Just imagine a little curly haired, brown eyed fiery Irish tempered, girl born on a cold, blustery day December 16, [1872] in a small one roomed house one mile south of where Dade City now is located.

No one was there to assist in the event of my entrance, but a “neighbor” woman. Thanks to my mother’s robust health not much help was needed while very soon I was able to give a pretty good account of myself even if it was a noisy one.

My parents, while yet in their teens, were the first pioneers to settle middle and south Florida. Soon after the close of the Civil war, when all Negroes were freed, and the large plantations were deserted, my mother’s father divided the plantation between the old negroes and gave each two cows and a mule.

He and his family bid farewell to the old home and friends. He put their household goods into two large wagons, drove the cows ahead and tied two young horses behind, and started to a new wild state to start all over.

They traveled slowly but were joined by other families Florida bound for the same reason.

My father J. J. Howell of Valdosta and Savanna [sic] Georgia, with his parents arrived in Florida about the same time that mother’s father, Manning Smith of Milledge and Atlanta. They, with the Sumners, Spencers and Durrances settled near each other near Leesburg but not liking the section on account of “chills and fever,” came farther south to the high hills of Dade City.

This section had many deep soft water springs, good range for cattle, and rich land for farming.

Times were hard but youth is hopeful. These young people were willing to risk marriage and obligate themselves to rear a family with no asset but willing hands, good health and a stout heart.

→ **Data excerpt**:
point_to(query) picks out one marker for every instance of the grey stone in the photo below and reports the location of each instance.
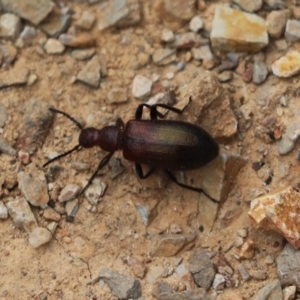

→ **Given request**: Recast the paragraph in the Dade City account that begins "He and his family bid farewell" as a brief list of the steps it describes.

→ **Result of this task**:
- Said goodbye to the old home and friends
- Loaded the household goods into two large wagons
- Drove the cows ahead
- Tied two young horses behind
- Set out for a new, wild state to start all over